**EXERCISE REQUIREMENTS**
Would you write out the data below exactly, with every line intact?

------------------------------------------------------------------------

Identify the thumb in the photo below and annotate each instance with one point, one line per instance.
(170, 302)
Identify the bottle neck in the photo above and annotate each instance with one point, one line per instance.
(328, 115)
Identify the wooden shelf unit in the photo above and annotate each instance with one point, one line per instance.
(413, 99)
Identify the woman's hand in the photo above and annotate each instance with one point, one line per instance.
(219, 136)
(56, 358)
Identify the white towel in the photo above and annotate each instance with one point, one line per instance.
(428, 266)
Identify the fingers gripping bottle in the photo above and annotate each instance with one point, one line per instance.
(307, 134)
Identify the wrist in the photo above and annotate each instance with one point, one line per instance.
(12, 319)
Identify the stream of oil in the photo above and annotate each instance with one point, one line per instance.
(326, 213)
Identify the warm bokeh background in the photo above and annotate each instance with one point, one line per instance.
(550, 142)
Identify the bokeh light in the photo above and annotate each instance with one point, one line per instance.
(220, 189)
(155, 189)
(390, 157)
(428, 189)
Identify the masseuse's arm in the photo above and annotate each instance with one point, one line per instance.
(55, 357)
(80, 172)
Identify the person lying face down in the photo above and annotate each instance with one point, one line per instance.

------------------------------------------------------------------------

**ANSWER SECTION**
Identify the thumb in the photo below and annotate each instance with one point, one line per instance.
(170, 302)
Identify the bottle neck in the photo above and annotate each instance with one point, one line per instance.
(328, 115)
Identify the wooden shelf unit in the photo above and annotate each instance with one point, one line per instance.
(413, 99)
Identify the woman's hand in the photo above and annotate each instance with one point, one line per instance.
(219, 136)
(56, 358)
Identify the white towel in the photo above and annotate each instance with one point, one line per instance.
(428, 266)
Identify the fingers gripping bottle in the photo above and annotate each instance with one point, one line per instance.
(307, 134)
Identify the wrist in the photo above and annotate each instance with one point, one line per instance.
(12, 319)
Identify the stream of oil in the photo above and annotate each instance with one point, one line per instance.
(326, 213)
Identify the warm bokeh background in the photo above and annotate each instance with one point, one line per instance.
(550, 142)
Identify the bokeh light in the photo above and annotate each instance with one point, one line per instance.
(220, 189)
(155, 189)
(390, 157)
(428, 189)
Identify the masseuse's arm in the photo above and annotate each instance with one point, one line per instance.
(55, 357)
(80, 172)
Identify the person lying face down in the photo above and annotate each instance with one point, one line per instance.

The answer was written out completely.